> **Problem to work on**:
Go to the line in the entries below that holds "query: window frame" and repeat exactly from there through the line that holds "query: armchair armrest", inclusive.

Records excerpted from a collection

■ ■ ■ ■ ■

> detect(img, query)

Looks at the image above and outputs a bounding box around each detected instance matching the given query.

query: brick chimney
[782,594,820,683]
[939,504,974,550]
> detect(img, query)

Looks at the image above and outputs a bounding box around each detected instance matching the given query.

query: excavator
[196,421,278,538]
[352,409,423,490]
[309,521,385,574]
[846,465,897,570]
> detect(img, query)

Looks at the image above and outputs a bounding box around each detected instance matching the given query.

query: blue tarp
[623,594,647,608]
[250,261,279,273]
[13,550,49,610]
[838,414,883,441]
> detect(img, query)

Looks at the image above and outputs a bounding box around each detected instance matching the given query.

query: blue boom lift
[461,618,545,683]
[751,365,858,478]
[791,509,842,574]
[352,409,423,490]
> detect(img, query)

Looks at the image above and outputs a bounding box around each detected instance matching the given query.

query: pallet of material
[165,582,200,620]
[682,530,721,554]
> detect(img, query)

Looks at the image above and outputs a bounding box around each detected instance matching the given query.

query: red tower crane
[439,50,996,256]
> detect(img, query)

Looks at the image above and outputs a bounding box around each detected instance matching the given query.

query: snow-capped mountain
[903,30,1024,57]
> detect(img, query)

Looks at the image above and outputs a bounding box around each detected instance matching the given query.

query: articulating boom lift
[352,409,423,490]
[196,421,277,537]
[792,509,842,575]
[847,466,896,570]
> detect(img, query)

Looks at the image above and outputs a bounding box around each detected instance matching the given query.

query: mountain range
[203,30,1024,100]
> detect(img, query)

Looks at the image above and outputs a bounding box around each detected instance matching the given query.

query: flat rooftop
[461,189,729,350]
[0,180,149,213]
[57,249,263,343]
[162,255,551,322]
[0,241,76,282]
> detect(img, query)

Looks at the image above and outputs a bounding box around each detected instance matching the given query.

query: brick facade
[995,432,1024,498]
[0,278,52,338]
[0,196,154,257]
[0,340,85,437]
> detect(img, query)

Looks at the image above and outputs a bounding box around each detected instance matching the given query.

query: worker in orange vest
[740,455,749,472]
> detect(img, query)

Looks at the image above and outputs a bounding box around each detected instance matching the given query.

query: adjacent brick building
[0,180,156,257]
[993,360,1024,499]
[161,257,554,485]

■ ■ ■ ■ ■

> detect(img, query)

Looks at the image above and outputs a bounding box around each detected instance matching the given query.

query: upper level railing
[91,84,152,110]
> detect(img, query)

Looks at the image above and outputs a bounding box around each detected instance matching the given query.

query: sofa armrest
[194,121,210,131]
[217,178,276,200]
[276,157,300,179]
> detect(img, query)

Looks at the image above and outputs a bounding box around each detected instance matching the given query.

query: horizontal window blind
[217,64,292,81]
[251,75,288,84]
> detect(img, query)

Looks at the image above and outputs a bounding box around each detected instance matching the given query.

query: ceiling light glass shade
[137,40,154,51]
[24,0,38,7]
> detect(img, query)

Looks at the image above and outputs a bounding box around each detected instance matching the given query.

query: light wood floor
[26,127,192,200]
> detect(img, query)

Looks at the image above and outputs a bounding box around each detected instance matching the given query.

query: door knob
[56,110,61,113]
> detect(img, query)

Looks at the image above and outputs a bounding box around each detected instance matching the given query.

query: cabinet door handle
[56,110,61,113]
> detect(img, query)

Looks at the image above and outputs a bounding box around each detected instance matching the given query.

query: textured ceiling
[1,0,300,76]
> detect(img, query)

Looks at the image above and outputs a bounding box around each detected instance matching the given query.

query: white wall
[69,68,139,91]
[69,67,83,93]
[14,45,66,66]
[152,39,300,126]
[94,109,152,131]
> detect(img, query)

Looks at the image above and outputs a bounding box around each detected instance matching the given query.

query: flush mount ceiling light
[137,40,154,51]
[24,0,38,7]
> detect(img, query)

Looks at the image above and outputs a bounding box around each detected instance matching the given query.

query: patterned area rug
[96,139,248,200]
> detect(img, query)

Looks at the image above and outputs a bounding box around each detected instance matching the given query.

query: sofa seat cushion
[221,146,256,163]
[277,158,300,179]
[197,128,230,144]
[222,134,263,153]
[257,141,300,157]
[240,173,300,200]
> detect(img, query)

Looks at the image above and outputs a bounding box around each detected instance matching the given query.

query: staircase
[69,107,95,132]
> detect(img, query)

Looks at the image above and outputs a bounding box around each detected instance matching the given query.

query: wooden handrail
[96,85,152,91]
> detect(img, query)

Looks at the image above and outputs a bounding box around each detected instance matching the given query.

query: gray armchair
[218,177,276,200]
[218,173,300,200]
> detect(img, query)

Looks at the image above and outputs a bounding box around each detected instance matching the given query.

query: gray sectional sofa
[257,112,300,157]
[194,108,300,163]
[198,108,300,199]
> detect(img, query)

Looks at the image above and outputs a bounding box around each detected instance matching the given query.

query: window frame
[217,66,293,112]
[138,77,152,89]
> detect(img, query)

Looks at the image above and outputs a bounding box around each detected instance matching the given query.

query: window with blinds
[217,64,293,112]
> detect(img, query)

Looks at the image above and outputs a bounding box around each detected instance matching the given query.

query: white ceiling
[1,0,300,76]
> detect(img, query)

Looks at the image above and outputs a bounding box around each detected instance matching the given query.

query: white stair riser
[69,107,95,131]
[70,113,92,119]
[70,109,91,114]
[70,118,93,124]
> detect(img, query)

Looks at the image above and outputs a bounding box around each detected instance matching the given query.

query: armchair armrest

■ ■ ■ ■ ■

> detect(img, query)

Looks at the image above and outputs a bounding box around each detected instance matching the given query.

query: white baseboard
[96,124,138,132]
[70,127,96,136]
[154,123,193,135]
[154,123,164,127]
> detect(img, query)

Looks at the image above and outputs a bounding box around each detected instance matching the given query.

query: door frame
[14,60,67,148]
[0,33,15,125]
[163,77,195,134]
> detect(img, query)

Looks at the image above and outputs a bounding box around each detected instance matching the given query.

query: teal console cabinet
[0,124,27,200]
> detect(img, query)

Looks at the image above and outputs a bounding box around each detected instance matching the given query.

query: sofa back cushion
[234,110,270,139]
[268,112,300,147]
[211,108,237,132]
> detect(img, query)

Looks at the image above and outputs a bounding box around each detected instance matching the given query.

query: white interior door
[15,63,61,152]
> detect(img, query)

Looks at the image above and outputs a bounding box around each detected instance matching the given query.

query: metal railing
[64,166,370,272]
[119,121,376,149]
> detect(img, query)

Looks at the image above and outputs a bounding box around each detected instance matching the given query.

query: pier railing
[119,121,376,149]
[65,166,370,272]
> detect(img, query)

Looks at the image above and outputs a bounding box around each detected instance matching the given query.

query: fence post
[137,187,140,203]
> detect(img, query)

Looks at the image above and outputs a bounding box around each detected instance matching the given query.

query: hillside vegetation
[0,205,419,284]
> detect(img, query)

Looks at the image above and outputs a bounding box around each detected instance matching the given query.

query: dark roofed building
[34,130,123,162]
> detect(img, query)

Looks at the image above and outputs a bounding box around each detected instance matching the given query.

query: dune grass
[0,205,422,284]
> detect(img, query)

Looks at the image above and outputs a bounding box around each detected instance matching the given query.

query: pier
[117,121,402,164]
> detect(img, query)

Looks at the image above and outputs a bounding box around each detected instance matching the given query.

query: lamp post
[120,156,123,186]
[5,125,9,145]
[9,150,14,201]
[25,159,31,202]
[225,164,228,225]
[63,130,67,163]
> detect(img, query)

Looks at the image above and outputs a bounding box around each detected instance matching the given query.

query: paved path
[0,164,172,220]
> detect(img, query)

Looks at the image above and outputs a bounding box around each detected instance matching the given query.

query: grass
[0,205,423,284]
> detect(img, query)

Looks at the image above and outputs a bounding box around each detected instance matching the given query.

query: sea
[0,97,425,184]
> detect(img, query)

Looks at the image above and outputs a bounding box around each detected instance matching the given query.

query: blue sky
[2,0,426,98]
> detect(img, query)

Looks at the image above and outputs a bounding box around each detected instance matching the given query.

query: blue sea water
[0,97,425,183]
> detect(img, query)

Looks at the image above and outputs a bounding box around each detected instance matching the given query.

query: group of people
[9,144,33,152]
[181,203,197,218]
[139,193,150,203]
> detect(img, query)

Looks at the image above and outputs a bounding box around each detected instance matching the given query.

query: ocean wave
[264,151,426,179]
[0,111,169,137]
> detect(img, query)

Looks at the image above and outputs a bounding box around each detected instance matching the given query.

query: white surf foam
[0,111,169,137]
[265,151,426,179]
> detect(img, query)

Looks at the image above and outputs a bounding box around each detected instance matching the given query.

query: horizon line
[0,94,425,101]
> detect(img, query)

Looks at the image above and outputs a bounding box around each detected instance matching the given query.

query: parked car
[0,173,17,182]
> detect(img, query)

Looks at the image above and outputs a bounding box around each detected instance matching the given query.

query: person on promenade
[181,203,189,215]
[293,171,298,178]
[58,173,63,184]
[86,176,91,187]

■ ■ ■ ■ ■

> **Expected answer**:
query: window frame
[217,66,293,112]
[138,77,152,89]
> detect(img, query)

Looks at the image above and outputs a bounding box around each detected instance matching the given query.

query: window with blinds
[217,64,293,112]
> detect(img, query)

Looks at the image above and outputs a bounding box around each detected instance matching the given query.

query: white ceiling
[1,0,300,76]
> detect(img, query)

Looks at the image above and outputs a bounding box around each detected instance matching the given query.

query: white stair riser
[69,107,95,131]
[70,113,92,119]
[70,109,91,114]
[70,118,93,124]
> detect(img, query)

Looks at the image above and outputs a bounding box around each detected instance matching the given query.

query: armchair armrest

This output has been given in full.